> Exercise: Rewrite the items below from the line that contains "A single point marks each instance of the red" through the line that contains "<point>856,220</point>", inclusive. Offset every coordinate in the answer points by adding 5 to it, and copy all other lines unchanged.

━━━━━━━━━━━━━━━━

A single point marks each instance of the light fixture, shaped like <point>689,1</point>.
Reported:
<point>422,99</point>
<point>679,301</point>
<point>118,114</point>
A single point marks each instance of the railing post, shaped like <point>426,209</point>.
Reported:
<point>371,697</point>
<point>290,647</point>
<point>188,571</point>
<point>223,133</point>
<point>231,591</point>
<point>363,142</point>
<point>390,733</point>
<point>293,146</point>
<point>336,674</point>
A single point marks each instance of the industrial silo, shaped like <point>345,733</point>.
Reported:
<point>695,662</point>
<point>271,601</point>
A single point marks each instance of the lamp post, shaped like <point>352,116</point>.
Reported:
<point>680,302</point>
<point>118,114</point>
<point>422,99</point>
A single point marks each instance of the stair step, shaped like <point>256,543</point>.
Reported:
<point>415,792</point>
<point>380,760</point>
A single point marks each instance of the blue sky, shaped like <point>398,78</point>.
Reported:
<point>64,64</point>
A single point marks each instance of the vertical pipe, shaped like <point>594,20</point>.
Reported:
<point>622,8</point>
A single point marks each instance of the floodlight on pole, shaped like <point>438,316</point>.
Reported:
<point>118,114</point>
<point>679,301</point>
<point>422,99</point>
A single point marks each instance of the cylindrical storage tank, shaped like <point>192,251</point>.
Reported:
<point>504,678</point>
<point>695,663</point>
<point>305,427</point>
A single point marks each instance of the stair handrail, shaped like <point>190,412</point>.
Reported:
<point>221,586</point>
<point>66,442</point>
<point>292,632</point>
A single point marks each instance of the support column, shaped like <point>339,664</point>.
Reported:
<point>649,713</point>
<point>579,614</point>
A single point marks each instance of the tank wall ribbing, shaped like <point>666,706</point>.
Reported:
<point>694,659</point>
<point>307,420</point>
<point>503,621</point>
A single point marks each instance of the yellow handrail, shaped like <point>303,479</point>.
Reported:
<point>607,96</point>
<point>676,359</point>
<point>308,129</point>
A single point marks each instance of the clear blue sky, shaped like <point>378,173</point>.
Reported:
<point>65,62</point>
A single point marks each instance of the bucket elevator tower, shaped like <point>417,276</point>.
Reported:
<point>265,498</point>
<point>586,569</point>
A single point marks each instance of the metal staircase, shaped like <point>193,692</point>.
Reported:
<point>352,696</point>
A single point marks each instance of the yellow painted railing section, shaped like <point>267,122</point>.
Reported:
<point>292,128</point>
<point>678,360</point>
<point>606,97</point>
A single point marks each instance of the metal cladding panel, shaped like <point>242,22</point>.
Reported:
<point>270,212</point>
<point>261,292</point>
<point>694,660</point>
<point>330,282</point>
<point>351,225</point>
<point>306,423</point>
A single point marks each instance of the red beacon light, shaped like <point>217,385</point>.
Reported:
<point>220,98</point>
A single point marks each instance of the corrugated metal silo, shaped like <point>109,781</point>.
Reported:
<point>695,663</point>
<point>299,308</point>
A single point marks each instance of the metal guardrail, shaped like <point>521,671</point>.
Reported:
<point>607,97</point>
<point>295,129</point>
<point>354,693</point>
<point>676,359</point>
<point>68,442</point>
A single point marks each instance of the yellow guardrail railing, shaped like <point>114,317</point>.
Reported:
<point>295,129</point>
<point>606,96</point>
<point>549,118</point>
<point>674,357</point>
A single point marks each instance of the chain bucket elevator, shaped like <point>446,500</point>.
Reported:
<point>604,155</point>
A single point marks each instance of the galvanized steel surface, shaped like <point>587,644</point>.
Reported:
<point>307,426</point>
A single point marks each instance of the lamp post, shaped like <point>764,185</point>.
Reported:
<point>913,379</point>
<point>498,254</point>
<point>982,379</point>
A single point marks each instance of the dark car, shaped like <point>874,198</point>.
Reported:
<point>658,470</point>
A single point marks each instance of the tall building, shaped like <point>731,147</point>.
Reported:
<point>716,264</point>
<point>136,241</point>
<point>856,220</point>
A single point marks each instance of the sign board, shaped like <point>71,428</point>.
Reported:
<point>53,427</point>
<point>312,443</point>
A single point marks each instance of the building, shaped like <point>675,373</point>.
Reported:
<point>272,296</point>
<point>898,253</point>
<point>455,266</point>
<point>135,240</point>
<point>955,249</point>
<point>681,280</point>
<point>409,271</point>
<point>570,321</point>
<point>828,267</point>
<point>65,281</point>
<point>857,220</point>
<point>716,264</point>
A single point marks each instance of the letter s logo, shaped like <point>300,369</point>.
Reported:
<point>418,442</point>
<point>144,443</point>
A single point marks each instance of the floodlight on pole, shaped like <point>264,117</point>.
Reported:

━━━━━━━━━━━━━━━━

> Output for this exercise:
A single point marks each instance of the red beacon light, shaped like <point>217,385</point>.
Reported:
<point>225,103</point>
A single point marks each instance of the corrugated metal silo, shaped like <point>109,781</point>.
Reported:
<point>700,668</point>
<point>304,313</point>
A single point marks each instance of the metal guardrail, shaped like <point>521,671</point>.
Reported:
<point>612,102</point>
<point>300,134</point>
<point>359,698</point>
<point>681,364</point>
<point>73,447</point>
A single point marks each instance of the yellow guardrail railing, shaped like <point>114,317</point>.
Reported:
<point>300,134</point>
<point>611,101</point>
<point>554,123</point>
<point>679,362</point>
A single point marks each instance of the chain bucket elevator, shaped like <point>446,500</point>.
Reported:
<point>609,160</point>
A single point marks each instance of the galvanized steel surface, shaped like <point>587,644</point>.
Reported:
<point>312,431</point>
A single point marks each instance of the lamp post, shaped like <point>764,185</point>.
Reported:
<point>918,384</point>
<point>503,259</point>
<point>987,384</point>
A single point marks each instance of the dark car, shaped like <point>874,198</point>.
Reported:
<point>663,475</point>
A single point marks each instance of the tall building, shaped like <point>731,147</point>.
Reported:
<point>721,269</point>
<point>141,246</point>
<point>861,225</point>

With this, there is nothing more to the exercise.